Selection:
★ ★ ★ ★ ★ ★ ★

And the reason the Holy Spirit must say this to us is because it is so not automatic. Unbelief is powerful. It is so easy to harden your heart, and if today you harden your heart, tomorrow you will find it easier to harden it further. We know that because that’s what the fathers of the Jewish people did in the wilderness. Verses 8-11, again quoting Psalm 95, recount that story. Let me give you a bit of the background: God’s people were enslaved in Egypt, but God led them out of slavery in Egypt through a man God appointed to be their leader named Moses by first sending 10 miraculous plagues on Egypt, then parting a sea so that they walked through it on dry ground, after which time God brought the waters back on their enemies to drown them. After Moses led them out, God spoke to them at Mt. Sinai, where he gave them his law accompanied by fire, smoke, and thunder on top of the mountain. They heard his voice there in a way many of us would consider more believable than the way we hear God’s voice through human messengers. After giving them his law, he told them to leave Mt. Sinai and to go take possession of the land that the LORD had sworn to give to their fathers (Deut 1:6-8). So Moses began leading them toward that land, and during that time they again witnessed God’s work in providing for them: He made water flow from a rock, he rained down bread from heaven, and he himself led them in a cloud by day and a pillar of fire by night. So if there was anyone we might assume would have a really easy time believing God’s word, it had to be them. And yet, they didn’t. When they got close to the land of which they were to take possession, they sent spies to scope it out, and all but two of the spies brought back a negative report of the land. They said it was a good land, but the people in it were too powerful and numerous for them to take it. The unbelief of those ten spies spread like wildfire, and the people decided not to enter the land as a result. Instead, they grumbled against Moses and even said they wanted to go back to Egypt. God took this as rebellion against him, as Moses was the leader God appointed and God was the one who commanded them to go take the land in the first place. Though it was God’s own voice that told them to go in and take this land, on that day, the day here called the rebellion and the day of testing in the wilderness, the people of Israel hardened their hearts.

★ ★ ★ ★ ★ ★ ★

Objective A:
Answer these questions on the passage on unbelief, one per line:
(i) Which psalm do verses 8-11 quote?
(ii) At which mountain did God give the people his law?
(iii) How many of the spies did not bring back a negative report of the land?

Entries shown:
★ ★ ★ ★ ★ ★ ★

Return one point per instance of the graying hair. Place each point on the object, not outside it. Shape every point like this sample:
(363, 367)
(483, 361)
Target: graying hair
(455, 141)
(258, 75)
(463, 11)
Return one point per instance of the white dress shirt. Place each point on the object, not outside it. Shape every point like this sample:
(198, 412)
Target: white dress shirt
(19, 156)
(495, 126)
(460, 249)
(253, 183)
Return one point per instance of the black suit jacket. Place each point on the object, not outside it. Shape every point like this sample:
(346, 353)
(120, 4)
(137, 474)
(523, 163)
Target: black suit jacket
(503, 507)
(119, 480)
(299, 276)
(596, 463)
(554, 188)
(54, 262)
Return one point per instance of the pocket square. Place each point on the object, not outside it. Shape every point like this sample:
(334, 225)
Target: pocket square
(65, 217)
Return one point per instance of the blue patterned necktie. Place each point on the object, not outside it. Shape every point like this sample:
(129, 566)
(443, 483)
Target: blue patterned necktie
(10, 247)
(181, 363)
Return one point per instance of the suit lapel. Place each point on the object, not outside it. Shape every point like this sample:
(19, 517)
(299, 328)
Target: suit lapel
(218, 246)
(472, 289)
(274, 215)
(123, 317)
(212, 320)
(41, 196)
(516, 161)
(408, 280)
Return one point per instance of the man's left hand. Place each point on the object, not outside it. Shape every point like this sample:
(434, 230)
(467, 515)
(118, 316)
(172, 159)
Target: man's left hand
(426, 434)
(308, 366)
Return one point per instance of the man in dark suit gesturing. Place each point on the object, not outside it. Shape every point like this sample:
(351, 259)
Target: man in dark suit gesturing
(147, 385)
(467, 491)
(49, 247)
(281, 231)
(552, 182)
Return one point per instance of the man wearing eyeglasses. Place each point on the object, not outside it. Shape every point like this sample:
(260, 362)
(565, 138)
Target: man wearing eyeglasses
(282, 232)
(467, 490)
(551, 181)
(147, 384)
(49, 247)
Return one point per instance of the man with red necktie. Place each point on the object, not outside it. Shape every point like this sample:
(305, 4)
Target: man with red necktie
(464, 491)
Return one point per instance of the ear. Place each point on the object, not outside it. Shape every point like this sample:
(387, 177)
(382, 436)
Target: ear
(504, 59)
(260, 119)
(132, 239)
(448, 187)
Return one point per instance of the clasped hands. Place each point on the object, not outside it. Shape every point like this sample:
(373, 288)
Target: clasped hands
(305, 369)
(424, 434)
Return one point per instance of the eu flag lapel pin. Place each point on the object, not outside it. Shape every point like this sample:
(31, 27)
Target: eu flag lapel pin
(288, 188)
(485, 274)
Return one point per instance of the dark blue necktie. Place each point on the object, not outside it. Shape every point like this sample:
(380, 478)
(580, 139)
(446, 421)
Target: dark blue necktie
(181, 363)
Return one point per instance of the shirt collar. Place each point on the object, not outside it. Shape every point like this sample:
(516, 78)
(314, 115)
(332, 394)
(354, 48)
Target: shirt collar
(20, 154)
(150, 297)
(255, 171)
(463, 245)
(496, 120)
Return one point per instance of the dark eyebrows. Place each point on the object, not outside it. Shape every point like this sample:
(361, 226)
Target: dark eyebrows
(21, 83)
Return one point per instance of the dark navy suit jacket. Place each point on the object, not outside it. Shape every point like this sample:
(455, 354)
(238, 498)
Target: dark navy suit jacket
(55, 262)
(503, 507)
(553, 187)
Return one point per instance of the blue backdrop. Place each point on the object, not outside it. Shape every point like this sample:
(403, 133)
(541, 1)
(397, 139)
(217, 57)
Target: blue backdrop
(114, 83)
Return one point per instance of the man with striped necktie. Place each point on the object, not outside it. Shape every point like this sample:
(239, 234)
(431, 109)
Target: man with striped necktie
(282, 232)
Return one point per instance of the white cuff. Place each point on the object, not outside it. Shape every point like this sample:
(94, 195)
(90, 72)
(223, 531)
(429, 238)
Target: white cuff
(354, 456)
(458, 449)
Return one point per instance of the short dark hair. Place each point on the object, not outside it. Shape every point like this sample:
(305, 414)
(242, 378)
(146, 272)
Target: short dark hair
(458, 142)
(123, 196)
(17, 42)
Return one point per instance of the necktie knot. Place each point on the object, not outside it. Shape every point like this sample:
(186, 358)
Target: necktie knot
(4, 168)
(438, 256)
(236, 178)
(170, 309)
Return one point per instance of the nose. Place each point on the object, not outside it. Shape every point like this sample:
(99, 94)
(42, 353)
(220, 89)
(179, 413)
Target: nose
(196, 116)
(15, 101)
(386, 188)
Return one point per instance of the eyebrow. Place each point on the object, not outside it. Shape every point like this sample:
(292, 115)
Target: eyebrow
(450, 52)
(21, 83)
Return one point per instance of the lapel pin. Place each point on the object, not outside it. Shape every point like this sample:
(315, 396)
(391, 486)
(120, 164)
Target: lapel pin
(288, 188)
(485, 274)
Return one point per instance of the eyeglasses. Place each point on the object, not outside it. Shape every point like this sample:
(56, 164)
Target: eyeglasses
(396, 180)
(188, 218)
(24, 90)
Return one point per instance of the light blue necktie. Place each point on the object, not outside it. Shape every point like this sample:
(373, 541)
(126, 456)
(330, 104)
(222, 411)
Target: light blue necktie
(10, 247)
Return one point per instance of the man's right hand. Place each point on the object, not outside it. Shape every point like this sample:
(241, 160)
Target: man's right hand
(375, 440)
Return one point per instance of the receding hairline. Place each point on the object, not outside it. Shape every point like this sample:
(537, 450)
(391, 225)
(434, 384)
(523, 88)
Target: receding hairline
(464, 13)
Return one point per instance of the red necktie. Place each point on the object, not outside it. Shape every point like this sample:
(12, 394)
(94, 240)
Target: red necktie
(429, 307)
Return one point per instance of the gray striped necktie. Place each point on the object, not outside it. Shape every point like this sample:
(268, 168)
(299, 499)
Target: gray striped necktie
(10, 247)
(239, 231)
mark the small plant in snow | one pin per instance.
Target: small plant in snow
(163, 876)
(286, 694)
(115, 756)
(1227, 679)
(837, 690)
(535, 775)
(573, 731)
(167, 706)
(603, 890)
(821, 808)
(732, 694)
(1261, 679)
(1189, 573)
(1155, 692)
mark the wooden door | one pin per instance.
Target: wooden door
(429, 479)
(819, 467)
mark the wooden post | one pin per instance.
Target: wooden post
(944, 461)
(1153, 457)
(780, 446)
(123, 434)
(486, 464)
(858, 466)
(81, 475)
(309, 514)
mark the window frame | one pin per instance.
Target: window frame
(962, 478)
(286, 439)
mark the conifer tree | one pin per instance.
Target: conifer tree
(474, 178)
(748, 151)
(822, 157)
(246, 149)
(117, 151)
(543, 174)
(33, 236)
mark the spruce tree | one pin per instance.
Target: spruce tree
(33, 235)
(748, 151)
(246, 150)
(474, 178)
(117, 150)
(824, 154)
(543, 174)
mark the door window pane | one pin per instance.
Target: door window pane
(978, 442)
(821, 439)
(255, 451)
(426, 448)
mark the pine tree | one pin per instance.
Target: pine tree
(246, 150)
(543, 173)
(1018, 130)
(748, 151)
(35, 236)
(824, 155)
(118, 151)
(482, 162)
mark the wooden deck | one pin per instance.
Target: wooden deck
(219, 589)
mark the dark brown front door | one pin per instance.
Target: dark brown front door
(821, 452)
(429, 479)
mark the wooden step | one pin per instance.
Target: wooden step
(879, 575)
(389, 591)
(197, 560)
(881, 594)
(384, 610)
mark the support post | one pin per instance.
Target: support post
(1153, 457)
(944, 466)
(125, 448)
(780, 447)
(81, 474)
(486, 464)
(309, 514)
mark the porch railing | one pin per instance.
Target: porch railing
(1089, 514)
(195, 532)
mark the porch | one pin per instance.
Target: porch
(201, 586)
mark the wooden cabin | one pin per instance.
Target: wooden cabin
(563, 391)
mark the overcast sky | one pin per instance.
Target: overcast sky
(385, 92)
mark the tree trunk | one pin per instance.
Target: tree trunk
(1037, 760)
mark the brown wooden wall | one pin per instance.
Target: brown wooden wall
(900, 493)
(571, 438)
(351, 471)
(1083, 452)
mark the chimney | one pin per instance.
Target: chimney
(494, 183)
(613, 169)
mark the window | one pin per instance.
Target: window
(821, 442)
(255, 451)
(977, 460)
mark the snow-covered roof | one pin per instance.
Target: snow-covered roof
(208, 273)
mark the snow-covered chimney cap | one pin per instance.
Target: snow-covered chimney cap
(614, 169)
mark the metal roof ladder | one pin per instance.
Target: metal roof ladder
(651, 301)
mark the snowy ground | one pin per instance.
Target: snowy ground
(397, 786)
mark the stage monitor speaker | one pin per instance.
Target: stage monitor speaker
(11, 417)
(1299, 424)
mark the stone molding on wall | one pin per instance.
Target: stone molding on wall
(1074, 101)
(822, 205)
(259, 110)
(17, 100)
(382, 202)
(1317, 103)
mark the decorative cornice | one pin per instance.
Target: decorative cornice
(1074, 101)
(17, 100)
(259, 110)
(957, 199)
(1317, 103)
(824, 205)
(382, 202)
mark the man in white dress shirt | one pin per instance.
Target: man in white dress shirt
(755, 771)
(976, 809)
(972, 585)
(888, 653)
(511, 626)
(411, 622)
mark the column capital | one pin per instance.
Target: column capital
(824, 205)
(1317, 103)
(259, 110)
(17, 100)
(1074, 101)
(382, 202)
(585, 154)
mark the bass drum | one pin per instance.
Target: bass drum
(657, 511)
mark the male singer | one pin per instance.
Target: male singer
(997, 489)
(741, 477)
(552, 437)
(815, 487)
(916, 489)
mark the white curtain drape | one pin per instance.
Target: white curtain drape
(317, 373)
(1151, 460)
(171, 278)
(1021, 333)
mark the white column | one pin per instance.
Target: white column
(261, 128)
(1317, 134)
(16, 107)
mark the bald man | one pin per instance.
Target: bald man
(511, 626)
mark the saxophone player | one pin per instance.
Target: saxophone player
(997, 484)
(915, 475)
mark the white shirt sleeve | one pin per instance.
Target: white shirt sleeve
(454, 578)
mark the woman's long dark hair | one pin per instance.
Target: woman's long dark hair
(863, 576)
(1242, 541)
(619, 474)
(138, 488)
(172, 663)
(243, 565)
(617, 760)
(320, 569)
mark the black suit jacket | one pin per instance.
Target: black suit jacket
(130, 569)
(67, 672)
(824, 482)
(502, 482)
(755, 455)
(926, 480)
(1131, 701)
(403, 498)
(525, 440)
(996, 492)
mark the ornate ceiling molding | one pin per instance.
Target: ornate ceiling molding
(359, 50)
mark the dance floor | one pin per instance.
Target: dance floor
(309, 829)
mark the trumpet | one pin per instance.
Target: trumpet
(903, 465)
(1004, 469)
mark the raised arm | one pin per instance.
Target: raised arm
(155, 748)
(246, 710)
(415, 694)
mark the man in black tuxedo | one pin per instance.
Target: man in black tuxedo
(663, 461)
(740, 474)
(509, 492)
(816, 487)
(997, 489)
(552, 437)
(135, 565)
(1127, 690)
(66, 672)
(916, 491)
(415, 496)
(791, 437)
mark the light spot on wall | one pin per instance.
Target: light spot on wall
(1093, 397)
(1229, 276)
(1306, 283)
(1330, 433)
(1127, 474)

★ ★ ★ ★ ★ ★ ★

Objective B: Report every line of the rows above that contains the word "capital". Case counts.

Task answer A:
(i) Psalm 95
(ii) Mt. Sinai
(iii) Two

Task answer B:
mark the column capital | one pin per instance.
Target: column capital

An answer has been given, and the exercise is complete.